Cooled support boss for a combustor in a gas turbine engine

Abstract

The support boss is used in a combustor of a gas turbine engine. It comprises a side wall defining an internal space. The side wall has at least one air inlet orifice. It also comprises a bottom wall closing one end of the internal space. The bottom wall has at least one air outlet orifice.

Description

TECHNICAL FIELD

The field of invention relates generally to the design of combustors used in gas turbine engines and, more particularly, to an improved support boss for a combustor.

BACKGROUND OF THE ART

Like other components of a gas turbine engine, a combustor must be held in place using an appropriate supporting arrangement. Such arrangement may include arms extending between the combustor and the walls of the chamber in which the combustor is located. Most of the combustor is spaced apart from the walls of the chamber, thereby allowing air flowing around the combustor. One end of each arm is attached to the combustor using an attachment point referred to as a “support boss”.

As its name indicates, the combustor is the location where fuel is mixed with compressed air and burned. The hot combustion gases are then sent to the downstream turbine area of the gas turbine engine. The highly intense heat generated by the combustor generally requires the presence of a network of cooling orifices through the walls of the combustor. Air surrounding the combustor is then forced into these orifices, thereby maintaining a lower temperature at the walls of the combustor. However, conventional support bosses tend to create local hot spots because they do not allow the presence of cooling orifices. This generates stresses due to temperature gradients. Hot spots may also be created on a heat shield located underneath a conventional support boss. Heat shields are located inside the combustor and are spaced apart from the interior of the wall of the combustor. When no cooling air is provided, the heat shield is subjected to a higher temperature.

----

What the exercise asks:
For the support boss text above, decide whether each statement agrees with it, answering yes or no and quoting the deciding words: (a) the side wall of the support boss has at least one air outlet orifice; (b) heat shields are located inside the combustor; (c) conventional support bosses allow the presence of cooling orifices.

Some records
----

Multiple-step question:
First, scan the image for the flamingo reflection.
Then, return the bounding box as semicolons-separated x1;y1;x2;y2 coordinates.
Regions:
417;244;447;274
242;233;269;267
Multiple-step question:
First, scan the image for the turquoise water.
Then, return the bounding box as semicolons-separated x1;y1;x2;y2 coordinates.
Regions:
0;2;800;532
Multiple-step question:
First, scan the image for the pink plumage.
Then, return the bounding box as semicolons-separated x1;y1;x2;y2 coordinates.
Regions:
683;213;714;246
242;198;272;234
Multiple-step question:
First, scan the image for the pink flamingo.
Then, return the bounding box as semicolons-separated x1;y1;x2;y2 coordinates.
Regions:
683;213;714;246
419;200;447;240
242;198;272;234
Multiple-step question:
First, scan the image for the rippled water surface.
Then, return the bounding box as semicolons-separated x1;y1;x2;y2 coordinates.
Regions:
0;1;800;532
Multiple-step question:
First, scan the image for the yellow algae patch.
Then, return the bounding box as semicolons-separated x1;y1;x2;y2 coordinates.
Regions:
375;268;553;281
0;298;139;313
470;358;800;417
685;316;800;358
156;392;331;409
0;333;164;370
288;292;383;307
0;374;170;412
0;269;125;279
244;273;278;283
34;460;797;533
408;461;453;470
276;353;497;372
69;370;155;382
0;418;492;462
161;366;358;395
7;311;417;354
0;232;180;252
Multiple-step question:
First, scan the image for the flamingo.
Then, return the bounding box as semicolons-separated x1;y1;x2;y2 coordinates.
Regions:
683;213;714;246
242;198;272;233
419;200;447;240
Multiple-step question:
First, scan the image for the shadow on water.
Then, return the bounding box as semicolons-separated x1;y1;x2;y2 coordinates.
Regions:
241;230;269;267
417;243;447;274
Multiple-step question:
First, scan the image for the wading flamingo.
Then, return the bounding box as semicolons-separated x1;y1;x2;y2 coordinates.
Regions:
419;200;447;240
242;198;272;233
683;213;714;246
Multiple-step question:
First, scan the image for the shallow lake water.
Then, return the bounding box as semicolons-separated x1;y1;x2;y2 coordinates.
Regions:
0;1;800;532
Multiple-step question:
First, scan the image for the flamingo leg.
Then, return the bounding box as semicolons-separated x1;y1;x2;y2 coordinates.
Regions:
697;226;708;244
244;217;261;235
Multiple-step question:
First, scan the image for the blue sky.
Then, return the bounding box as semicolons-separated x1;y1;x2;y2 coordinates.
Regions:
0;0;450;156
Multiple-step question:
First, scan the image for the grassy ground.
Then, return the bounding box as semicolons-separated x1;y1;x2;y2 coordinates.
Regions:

----

Response to this task:
(a) No: "The side wall has at least one air inlet orifice."
(b) Yes: "Heat shields are located inside the combustor and are spaced apart from the interior of the wall of the combustor."
(c) No: "conventional support bosses tend to create local hot spots because they do not allow the presence of cooling orifices."